_SET EXERCISE_
Update all of the items so that "Query" becomes "Target" everywhere it occurs, and keep everything else the same.

(Dataset records about object locations)
┏━━

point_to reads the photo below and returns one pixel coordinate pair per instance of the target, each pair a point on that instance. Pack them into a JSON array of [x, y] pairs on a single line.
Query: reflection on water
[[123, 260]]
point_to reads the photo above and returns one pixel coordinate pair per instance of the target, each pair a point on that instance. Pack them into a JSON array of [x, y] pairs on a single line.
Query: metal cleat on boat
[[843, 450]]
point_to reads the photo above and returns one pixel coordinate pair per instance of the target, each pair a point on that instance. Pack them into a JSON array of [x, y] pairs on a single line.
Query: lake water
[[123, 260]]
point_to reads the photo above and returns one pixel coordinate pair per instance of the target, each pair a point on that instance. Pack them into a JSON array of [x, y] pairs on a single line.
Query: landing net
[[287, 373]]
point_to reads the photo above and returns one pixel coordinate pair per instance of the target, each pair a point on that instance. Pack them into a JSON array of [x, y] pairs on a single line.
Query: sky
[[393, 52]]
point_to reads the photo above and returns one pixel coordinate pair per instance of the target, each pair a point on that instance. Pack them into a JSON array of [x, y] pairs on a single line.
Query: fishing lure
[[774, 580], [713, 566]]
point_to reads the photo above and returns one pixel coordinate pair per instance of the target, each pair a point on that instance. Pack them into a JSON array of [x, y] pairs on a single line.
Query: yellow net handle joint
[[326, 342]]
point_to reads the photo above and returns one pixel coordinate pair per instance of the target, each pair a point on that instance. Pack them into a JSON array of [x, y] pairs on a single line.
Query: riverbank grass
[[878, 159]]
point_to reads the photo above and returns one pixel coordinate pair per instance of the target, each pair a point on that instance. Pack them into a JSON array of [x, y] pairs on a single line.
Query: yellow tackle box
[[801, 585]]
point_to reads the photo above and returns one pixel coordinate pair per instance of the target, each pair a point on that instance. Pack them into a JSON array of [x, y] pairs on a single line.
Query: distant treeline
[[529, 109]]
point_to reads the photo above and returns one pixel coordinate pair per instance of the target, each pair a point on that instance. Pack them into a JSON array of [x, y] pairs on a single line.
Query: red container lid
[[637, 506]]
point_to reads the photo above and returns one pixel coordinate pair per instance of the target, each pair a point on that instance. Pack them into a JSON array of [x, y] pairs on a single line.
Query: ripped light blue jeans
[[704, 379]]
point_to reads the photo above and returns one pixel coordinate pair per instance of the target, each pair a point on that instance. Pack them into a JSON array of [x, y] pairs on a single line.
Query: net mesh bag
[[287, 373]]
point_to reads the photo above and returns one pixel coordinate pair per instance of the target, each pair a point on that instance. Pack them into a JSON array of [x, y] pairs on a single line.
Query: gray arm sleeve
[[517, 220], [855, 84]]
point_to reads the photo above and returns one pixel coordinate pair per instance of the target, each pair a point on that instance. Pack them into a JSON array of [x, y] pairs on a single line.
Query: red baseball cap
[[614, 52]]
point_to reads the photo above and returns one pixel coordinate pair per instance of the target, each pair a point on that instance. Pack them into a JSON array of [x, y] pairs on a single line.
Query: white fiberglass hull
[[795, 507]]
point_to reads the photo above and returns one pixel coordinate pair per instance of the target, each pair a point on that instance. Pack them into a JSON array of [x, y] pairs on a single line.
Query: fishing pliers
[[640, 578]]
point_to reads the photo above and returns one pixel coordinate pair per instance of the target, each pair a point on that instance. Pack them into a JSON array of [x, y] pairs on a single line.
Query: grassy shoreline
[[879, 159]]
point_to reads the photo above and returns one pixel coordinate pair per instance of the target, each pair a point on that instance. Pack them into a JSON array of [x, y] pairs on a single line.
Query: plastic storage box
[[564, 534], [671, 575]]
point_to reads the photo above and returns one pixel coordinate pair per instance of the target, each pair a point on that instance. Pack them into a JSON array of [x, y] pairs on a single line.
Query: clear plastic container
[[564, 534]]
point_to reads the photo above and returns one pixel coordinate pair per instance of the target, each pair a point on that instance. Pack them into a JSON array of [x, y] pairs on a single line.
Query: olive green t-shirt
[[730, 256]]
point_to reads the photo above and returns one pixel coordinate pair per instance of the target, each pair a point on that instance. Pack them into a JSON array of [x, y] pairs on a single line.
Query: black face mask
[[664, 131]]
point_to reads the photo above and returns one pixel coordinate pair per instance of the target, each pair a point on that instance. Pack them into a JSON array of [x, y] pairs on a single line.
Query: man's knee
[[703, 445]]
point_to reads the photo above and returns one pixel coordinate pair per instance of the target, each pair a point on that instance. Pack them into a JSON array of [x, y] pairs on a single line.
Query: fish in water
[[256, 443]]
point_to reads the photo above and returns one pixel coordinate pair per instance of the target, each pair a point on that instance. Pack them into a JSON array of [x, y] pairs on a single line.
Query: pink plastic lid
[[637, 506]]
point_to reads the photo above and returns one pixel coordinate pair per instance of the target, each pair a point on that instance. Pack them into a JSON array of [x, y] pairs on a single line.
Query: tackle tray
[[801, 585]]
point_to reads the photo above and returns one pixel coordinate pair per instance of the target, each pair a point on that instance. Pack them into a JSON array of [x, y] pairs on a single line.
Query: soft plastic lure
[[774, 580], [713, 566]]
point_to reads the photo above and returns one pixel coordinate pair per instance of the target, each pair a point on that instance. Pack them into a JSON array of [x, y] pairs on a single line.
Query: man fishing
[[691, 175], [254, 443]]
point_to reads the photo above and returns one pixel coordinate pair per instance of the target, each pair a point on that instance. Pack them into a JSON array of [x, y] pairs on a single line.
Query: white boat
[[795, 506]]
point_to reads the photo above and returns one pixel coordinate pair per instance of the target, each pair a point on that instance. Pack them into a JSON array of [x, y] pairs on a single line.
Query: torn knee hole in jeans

┗━━

_EXERCISE RESPONSE_
point_to reads the photo below and returns one pixel coordinate pair per instance of the target, each pair a point on that instance. Pack them into a JSON array of [x, y] pairs on a single line.
Target: reflection on water
[[123, 260]]
point_to reads the photo above and returns one pixel coordinate pair per instance of the target, each pair a point on that instance. Pack them into a JSON array of [x, y] pairs on a single line.
Target: metal cleat on boat
[[843, 450]]
point_to reads the photo above and returns one pixel coordinate pair per instance of the target, each pair a point on that instance. Pack them into a JSON array of [x, y] pairs on a single line.
Target: lake water
[[123, 260]]
point_to reads the photo above and returns one pixel coordinate pair per instance of the target, each pair a point on that instance. Pack them into a JSON array of [x, y] pairs on a single line.
Target: landing net
[[287, 373]]
point_to reads the photo above and returns one pixel coordinate pair per instance of the target, each pair a point on that instance. Pack them into a JSON array of [x, y] pairs on a single line.
Target: sky
[[393, 52]]
point_to reads the photo above and returns one pixel coordinate pair per instance of the target, each pair a point on that instance. Pack them into a JSON array of [x, y] pairs on a single line.
Target: fishing lure
[[774, 580], [713, 566]]
point_to reads the photo above and returns one pixel coordinate pair per instance of the target, each pair a point on that instance. Pack them into a JSON array of [x, y] pairs on a single line.
Target: yellow net handle joint
[[326, 342]]
point_to reads the photo above and returns one pixel coordinate pair per instance of the target, each pair a point on that instance. Pack them into a JSON array of [x, y] pairs on a single line.
Target: riverbank grass
[[878, 159]]
point_to reads the photo above and returns one pixel coordinate pair per instance of the target, each pair a point on that instance. Pack them into a JSON array of [x, y] pairs on a single line.
Target: yellow tackle box
[[801, 585]]
point_to reads the photo above and returns one pixel coordinate pair per instance of the target, each pair a point on that instance. Pack them into a JSON array of [x, y] pairs on a single line.
Target: distant treeline
[[529, 109]]
point_to reads the photo above and returns one pixel coordinate pair per instance of the target, each pair a point on that instance. Pack them into a JSON array of [x, y] pairs on a single line.
Target: red container lid
[[637, 506]]
point_to reads the photo above and returns one pixel coordinate pair per instance of the target, each pair a point on that instance. Pack them into a JSON array of [x, y] pairs on a single line.
Target: ripped light blue jeans
[[704, 379]]
point_to reads the photo above and returns one pixel coordinate pair per instance of the target, each pair a point on that instance. Pack them into a JSON array of [x, y] pairs on a single line.
Target: net mesh bag
[[287, 373]]
point_to reads the photo above and returns one pixel coordinate pair per instance of the target, each pair a point on that instance. Pack them into a JSON array of [x, y] pairs on a single line.
Target: gray arm sleeve
[[517, 220], [855, 84]]
point_to reads the photo above and returns one pixel coordinate pair per instance of the target, each pair a point on that instance. Pack them into a JSON array of [x, y] pairs on a single line.
Target: red baseball cap
[[614, 52]]
point_to reads the photo above and returns one pixel coordinate pair per instance of the target, each pair a point on that instance. Pack them into a JSON array of [x, y] pairs on a single line.
Target: white fiberglass hull
[[795, 507]]
point_to reads the photo above and returns one pixel coordinate pair per instance of the target, each pair a point on that instance. Pack them into a JSON array of [x, y] pairs on a single line.
Target: fishing pliers
[[640, 578]]
point_to reads the photo above and returns one pixel coordinate pair per instance of the target, each pair a point on that instance. Pack them into a JSON array of [x, y] pairs on a single line.
Target: grassy shoreline
[[879, 159]]
point_to reads the photo above and returns one pixel coordinate pair per instance of the target, each pair a point on that instance. Pack them into a JSON array of [x, y] pairs on a single line.
Target: plastic storage box
[[564, 534], [671, 575]]
point_to reads the photo above and returns one pixel coordinate pair per instance of the target, each pair a point on that instance. Pack them into a JSON array of [x, y] pairs on a single line.
Target: clear plastic container
[[564, 534]]
point_to reads the photo above and returns one pixel coordinate pair per instance of the target, each pair a point on that instance. Pack them into a JSON array of [x, y] pairs on a single line.
Target: olive green t-shirt
[[730, 256]]
point_to reads the photo above and returns one pixel coordinate pair per instance of the target, each pair a point on that instance. Pack them into a JSON array of [x, y] pairs on a single line.
Target: black face mask
[[664, 131]]
point_to reads the photo above and returns one pixel coordinate pair per instance of the target, each pair a point on that instance. Pack them into a JSON array of [x, y] pairs on a single line.
Target: man's knee
[[703, 445]]
point_to reads the photo above and returns one pixel coordinate pair per instance of the target, each pair a point on that instance. Pack them into a JSON array of [x, y] pairs on a single line.
Target: fish in water
[[256, 443]]
point_to reads the photo above and returns one pixel coordinate pair per instance of the target, each pair a point on that instance. Pack them into a JSON array of [x, y] pairs on a single line.
Target: pink plastic lid
[[637, 506]]
point_to reads the photo above and returns one pixel coordinate pair per instance of the target, each pair a point on that instance. Pack them into a JSON array of [x, y] pairs on a single line.
Target: tackle tray
[[801, 585]]
point_to reads the photo above and returns one pixel coordinate pair per instance of the target, each pair a point on that instance. Pack them into a JSON array of [x, y] pairs on a single line.
Target: soft plastic lure
[[774, 580], [713, 566]]
point_to reads the photo above and returns one pixel coordinate pair per instance of the target, each pair a point on that instance. Pack them into a JSON array of [x, y] pairs on a single line.
Target: man fishing
[[691, 175], [254, 443]]
point_to reads the photo above and returns one pixel coordinate pair per instance of the target, each pair a point on that instance. Pack them into a JSON array of [x, y] pairs on a single line.
Target: white boat
[[795, 506]]
point_to reads the photo above and returns one pixel coordinate pair per instance of the target, each pair a point on that instance. Pack them into a JSON array of [x, y] pairs on a single line.
Target: torn knee hole in jeans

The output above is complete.